**Stated exercise a**
Answer these questions from the article on keeping the faith of Jesus, putting each answer on its own line with the matching mark.
(i) What does the article identify as the commandments of God that must be kept?
(ii) Which verses of Romans does the article cite for the righteousness of God revealed "from faith to faith"?
(iii) What study does the article say will begin next week?

**Document text**
------------------------------------------------
IN briefest outline we have studied the great central thought of the Third Angel’s Message—“Here are they that keep the commandments of God, and the faith of Jesus.”ARSH November 13, 1900, page 728.1
We have studied, What are the commandments of God that must be kept to keep the faith of Jesus? and have found them to be nothing else than the ten commandments, which God spoke from heaven with a voice that shook the earth, and which he twice wrote with his own hand on two tables of stone.ARSH November 13, 1900, page 728.2
We have studied, What is the faith of Jesus that must be kept to keep the commandments of God? and have found it to be nothing else than the faith which brings into the life of the believer in Jesus the righteousness, the virtue, the very character, of God—the faith that brings into the life of the believer the power of God to perform there the will of God.ARSH November 13, 1900, page 728.3
The power of God comes to us in no other way than through the righteousness of God. The gospel is “the power of God,” only because that “therein is the righteousness of God revealed.” This righteousness reaches the believer only through faith, because it is revealed only “from faith to faith.” Romans 1:16, 17. And this faith is the faith of Jesus which he brought to the world, which he tested victoriously to the uttermost in every species of temptation that can ever be known to man, and which is freely given to every man in the world as the gracious gift of God. Ephesians 2:8-10.ARSH November 13, 1900, page 728.4
The righteousness of God, being the character—the very quality—of God, is nothing apart from the very personality of God himself, and can not be had apart from the personality of God himself. Thus in Christ, by the faith which he exercised in the world, it was God who was manifest in the flesh, and who was reconciling the world unto himself. And in the believer in Jesus, in him who keeps the faith of Jesus, it is still God manifest in the flesh; for it is “Christ in you, the hope of glory,” and it is only God that is found in Christ.ARSH November 13, 1900, page 728.5
Thus the faith of Jesus is that which brings God to men and men to God: it is that which joins the divine to the human, making men “partakers of the divine nature:” it is that by which God dwells in the heart and works in the life, “working in you that which is well pleasing in his sight;” working in you “both to will and to do of his good pleasure:” it is that by which “I am crucified with Christ, nevertheless I live; yet not I, but Christ liveth in me: and the life which I now live in the flesh I live by the faith of the Son of God, who loved me, and gave himself for me.”ARSH November 13, 1900, page 728.6
This, and this alone, is the faith of Jesus that must be kept in order for a person to be indeed a keeper of “the commandments of God, and the faith of Jesus,” in order to be a true believer of the Third Angel’s Message.ARSH November 13, 1900, page 728.7
And now it comes before us to study this great and important question of How to Keep the Faith of Jesus.ARSH November 13, 1900, page 728.8
Since the commandments of God can be kept only “by faith of Jesus Christ,” the whole question of the Third Angel’s Message as it is in truth, the whole question of the real keeping of the commandments of God and the faith of Jesus, turns indeed upon the keeping of the faith of Jesus.ARSH November 13, 1900, page 728.9
And since the real keeping of the commandments of God and the faith of Jesus—the real keeping of the faith of Jesus—is God manifest in the flesh, is Christ in you the hope of glory, the great and important thing for every believer of the Third Angel’s Message to know is, How is God manifest in the flesh? What is “Christ in you, the hope of glory”?ARSH November 13, 1900, page 728.10
This is the great and important thing to know, because for anyone to be a true keeper of the commandments of God and the faith of Jesus, God must be manifest in his flesh: Christ must be in him the hope of glory.ARSH November 13, 1900, page 728.11
And in order to know this great and important thing it is essential for us to “consider the Apostle and High Priest of our profession, Christ Jesus.” He is the answer to those all-important questions; he is the solution of this great problem; for he is the revelation of the mystery of God; he is God manifest in the flesh; he trusted in God with a faith that wrought the keeping of the commandments of God. Hebrews 2:13; John 15:10.ARSH November 13, 1900, page 728.12
Accordingly, next week we shall begin a study of the faith of Jesus as it is in Jesus himself, a study of God manifest in the flesh, as in Jesus himself.ARSH November 13, 1900, page 728.13
And this is a study of the Third Angel’s Message as it is in truth; it is the study of the mystery of God which should be finished “in the days of the voice of the seventh angel, when he shall begin to sound.” Revelation 10:7.ARSH November 13, 1900, page 728.14
Come, let us study it all together.ARSH November 13, 1900, page 728.15
“Studies in Galatians. Galatians 6:11-18” Advent Review and Sabbath Herald 77, 46, p. 728.
------------------------------------------------
**Records for processing**

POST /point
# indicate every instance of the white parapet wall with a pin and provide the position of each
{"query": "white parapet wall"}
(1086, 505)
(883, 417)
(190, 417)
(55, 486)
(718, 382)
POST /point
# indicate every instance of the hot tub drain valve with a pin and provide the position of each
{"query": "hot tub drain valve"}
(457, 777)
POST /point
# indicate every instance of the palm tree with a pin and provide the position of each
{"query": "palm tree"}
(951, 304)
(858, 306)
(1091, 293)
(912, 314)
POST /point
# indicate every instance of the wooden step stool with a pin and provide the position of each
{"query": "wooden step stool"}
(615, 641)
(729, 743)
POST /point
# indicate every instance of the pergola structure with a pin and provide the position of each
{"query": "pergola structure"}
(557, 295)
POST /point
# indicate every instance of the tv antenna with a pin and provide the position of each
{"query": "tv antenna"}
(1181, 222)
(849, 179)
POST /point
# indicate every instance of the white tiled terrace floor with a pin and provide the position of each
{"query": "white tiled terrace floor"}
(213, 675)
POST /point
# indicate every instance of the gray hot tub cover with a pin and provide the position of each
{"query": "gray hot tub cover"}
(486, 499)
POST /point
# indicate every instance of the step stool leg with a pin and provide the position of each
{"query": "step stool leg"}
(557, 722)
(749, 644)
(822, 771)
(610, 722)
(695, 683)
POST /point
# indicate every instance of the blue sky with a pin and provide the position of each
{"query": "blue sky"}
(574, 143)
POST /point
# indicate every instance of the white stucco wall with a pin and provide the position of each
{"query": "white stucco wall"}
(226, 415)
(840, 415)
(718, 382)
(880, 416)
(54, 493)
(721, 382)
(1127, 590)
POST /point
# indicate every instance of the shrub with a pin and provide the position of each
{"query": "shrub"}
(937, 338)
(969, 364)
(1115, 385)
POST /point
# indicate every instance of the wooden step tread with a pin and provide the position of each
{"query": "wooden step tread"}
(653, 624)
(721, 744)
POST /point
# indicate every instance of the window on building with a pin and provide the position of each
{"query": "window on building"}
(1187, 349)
------------------------------------------------
**Stated exercise b**
Gather each line of the listing above that contains the string "step", and copy those lines as they appear.

**Output a**
(i) The ten commandments, which God spoke from heaven and twice wrote with his own hand on two tables of stone.
(ii) Romans 1:16, 17.
(iii) A study of the faith of Jesus as it is in Jesus himself, a study of God manifest in the flesh, as in Jesus himself.

**Output b**
# indicate every instance of the wooden step stool with a pin and provide the position of each
{"query": "wooden step stool"}
# indicate every instance of the step stool leg with a pin and provide the position of each
{"query": "step stool leg"}
# indicate every instance of the wooden step tread with a pin and provide the position of each
{"query": "wooden step tread"}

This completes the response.